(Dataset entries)
┄┄┄┄┄┄┄┄┄┄┄┄┄┄┄┄┄┄┄┄

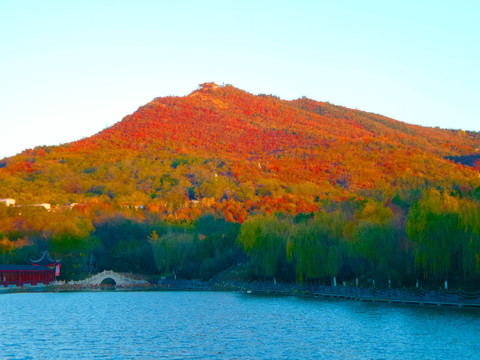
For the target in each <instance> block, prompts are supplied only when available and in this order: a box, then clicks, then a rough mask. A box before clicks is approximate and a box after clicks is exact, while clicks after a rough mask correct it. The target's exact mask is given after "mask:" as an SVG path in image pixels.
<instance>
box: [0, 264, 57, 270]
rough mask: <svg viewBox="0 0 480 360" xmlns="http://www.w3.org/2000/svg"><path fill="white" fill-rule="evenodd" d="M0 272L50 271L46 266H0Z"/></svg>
mask: <svg viewBox="0 0 480 360" xmlns="http://www.w3.org/2000/svg"><path fill="white" fill-rule="evenodd" d="M0 271H52V269H50V268H48V267H46V266H39V265H3V264H1V265H0Z"/></svg>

┄┄┄┄┄┄┄┄┄┄┄┄┄┄┄┄┄┄┄┄

Required work:
With the string "instance" as the key, filter the data above and show the lines that match.

Output for this exercise:
For the target in each <instance> block, prompts are supplied only when available and in this order: a box, then clicks, then a rough mask. A box before clicks is approximate and a box after clicks is exact, while clicks after a rough mask correct it. The target's exact mask is given after "mask:" as an SVG path in image pixels.
<instance>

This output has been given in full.